» **EXERCISE TASK**:
Please copy the rows from the start through the line containing "(212, 1278)", including both ends and keeping the requests. Multiply only the point coordinates in the answers by 0.8 and round each to a whole number, with halves rounding up. Leave any numbers in the requests or their format samples unchanged.

[Rows from a dataset]
— Begin —
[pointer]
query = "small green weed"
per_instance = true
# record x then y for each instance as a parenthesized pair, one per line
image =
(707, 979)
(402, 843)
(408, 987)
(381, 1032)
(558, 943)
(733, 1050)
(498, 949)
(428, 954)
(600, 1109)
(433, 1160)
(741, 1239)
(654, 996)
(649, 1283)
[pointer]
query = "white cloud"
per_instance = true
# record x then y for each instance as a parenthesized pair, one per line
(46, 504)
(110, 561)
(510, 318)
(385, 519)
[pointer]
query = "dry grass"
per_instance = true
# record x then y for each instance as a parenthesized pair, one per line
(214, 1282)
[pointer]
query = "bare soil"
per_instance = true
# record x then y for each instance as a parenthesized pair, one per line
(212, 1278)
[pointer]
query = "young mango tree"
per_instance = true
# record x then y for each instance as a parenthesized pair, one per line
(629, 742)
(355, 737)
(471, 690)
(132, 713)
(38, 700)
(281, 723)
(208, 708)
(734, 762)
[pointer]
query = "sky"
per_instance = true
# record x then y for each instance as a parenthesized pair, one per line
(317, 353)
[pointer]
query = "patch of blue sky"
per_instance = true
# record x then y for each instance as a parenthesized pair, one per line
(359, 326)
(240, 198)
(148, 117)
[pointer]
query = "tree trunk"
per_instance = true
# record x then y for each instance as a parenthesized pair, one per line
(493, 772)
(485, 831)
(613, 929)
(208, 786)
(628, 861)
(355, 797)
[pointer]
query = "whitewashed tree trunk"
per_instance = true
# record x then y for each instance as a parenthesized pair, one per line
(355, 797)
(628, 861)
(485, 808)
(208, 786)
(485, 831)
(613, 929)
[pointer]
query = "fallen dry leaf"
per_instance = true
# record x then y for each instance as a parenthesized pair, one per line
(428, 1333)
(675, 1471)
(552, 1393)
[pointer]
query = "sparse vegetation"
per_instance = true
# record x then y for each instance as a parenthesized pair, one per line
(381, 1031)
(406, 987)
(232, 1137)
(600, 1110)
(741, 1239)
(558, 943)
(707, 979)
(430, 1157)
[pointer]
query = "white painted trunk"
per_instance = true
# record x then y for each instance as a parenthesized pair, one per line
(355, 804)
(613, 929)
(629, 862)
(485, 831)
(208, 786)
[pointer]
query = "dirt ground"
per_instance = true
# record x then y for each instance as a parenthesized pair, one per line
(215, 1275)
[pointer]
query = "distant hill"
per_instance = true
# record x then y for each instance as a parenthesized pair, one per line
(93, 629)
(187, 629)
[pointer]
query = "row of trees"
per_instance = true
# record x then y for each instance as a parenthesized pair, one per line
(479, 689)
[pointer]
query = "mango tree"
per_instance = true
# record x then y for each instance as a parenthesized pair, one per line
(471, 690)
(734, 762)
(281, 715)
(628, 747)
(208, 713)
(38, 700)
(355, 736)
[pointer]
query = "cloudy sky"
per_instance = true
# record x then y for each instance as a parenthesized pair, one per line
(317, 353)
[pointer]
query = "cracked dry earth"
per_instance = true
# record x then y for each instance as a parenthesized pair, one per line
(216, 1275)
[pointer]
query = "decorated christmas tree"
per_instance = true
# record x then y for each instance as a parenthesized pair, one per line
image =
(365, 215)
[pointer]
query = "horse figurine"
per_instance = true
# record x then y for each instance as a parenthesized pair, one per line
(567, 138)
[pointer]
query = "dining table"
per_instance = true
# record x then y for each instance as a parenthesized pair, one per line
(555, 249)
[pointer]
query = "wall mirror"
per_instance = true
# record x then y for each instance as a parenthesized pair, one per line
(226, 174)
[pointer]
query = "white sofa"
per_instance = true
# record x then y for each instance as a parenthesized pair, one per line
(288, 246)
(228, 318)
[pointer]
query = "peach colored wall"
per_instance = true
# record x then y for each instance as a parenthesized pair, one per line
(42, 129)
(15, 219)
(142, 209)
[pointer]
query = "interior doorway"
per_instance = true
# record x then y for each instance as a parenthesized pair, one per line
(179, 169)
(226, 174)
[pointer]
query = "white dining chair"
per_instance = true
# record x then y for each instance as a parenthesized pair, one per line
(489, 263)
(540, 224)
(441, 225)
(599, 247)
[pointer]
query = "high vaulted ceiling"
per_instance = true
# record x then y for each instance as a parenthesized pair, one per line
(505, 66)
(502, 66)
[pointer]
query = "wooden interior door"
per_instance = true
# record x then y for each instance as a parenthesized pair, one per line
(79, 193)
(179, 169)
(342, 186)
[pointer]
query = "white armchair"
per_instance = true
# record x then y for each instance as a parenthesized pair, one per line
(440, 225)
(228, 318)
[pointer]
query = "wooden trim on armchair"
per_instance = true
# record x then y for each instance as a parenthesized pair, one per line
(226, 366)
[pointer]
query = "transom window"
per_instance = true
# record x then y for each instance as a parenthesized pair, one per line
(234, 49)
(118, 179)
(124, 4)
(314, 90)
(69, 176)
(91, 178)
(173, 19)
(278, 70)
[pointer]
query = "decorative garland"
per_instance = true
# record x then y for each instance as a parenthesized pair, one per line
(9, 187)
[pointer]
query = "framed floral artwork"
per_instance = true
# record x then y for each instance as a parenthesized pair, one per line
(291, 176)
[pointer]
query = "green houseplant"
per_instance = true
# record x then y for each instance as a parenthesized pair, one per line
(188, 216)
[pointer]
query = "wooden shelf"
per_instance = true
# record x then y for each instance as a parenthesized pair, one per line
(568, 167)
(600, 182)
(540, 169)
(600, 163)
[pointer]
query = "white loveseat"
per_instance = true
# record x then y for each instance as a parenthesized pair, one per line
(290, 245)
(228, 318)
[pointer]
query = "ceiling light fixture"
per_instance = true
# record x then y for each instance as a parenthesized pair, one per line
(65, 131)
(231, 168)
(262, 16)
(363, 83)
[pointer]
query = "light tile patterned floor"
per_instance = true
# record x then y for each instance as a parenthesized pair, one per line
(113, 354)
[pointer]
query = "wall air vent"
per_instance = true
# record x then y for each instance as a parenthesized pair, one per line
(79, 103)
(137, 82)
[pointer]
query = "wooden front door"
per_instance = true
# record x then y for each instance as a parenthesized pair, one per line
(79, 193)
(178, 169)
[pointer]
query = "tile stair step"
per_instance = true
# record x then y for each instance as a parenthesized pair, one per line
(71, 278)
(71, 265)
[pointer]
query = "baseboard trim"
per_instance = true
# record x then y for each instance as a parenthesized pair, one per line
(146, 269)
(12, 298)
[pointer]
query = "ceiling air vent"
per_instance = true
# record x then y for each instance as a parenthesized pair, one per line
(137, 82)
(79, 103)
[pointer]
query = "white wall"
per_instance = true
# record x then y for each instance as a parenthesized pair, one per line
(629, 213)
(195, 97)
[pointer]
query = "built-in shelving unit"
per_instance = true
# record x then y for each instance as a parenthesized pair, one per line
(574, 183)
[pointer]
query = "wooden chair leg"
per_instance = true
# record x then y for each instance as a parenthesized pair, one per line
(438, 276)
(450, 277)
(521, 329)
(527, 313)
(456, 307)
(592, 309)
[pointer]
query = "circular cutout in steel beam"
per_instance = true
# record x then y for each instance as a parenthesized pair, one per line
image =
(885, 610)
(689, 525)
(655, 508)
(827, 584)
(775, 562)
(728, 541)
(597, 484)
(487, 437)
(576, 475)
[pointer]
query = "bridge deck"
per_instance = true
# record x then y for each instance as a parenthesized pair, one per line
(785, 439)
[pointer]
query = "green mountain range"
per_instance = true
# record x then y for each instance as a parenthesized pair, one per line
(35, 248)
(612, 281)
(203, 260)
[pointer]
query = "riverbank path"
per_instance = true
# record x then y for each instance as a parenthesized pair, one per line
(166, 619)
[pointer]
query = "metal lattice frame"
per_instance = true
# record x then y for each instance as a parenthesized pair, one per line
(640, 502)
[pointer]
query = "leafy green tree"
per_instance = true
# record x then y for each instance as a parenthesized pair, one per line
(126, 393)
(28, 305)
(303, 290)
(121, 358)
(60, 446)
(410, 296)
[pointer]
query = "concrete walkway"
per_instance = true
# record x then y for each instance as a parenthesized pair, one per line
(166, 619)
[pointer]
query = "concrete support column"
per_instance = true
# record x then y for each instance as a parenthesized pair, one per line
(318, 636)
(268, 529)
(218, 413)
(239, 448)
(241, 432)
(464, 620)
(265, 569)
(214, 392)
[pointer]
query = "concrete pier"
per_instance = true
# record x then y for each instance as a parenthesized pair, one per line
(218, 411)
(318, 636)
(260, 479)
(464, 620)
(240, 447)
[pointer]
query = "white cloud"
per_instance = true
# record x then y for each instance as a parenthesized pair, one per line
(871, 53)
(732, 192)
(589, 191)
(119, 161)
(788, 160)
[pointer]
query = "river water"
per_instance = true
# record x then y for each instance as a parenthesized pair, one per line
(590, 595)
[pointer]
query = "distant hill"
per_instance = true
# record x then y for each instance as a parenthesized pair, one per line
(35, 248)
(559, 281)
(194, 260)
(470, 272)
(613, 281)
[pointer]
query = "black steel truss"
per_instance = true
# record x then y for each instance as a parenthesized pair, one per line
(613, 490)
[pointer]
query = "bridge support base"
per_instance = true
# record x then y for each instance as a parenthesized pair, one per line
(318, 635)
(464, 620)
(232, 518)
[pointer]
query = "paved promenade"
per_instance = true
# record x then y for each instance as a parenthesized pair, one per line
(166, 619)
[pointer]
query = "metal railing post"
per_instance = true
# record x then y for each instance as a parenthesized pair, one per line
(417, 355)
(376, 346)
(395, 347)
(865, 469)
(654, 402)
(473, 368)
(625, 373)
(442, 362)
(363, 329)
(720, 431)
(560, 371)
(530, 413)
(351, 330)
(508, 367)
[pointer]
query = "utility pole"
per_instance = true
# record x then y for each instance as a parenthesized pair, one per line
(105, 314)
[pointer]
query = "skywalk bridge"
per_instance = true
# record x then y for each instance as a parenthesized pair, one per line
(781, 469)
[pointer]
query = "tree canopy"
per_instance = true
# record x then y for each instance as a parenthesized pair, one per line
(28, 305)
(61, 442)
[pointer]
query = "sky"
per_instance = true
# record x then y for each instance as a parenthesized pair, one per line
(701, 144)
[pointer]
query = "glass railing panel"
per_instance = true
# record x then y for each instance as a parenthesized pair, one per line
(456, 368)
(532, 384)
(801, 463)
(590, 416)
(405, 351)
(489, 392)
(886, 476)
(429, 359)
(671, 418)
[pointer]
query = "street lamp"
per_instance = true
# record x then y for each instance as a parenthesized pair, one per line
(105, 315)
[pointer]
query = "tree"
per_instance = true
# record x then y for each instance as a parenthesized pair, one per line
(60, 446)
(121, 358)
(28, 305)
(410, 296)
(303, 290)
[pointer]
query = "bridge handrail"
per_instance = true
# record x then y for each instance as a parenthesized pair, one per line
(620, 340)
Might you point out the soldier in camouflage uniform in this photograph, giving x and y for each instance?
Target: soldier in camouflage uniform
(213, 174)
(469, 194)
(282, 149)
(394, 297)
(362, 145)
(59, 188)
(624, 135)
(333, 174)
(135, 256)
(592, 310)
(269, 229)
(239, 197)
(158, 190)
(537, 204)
— End —
» **RIGHT ANSWER**:
[pointer]
query = "small green weed"
per_instance = true
# record x then y for each instance as a parenthesized pair, one per line
image =
(566, 783)
(322, 674)
(326, 790)
(305, 826)
(446, 754)
(586, 840)
(398, 759)
(342, 763)
(480, 887)
(346, 928)
(593, 991)
(523, 797)
(519, 1026)
[pointer]
query = "white cloud"
per_instance = true
# record x then y for each instance as a parenthesized pair, one per line
(37, 403)
(88, 449)
(408, 254)
(308, 415)
[pointer]
query = "dry grass"
per_instance = true
# record x then y for each instance as a parenthesized pair, one per line
(171, 1026)
[pointer]
query = "bare soil"
per_instance = true
# record x then y for each instance as a parenthesized pair, one per line
(170, 1022)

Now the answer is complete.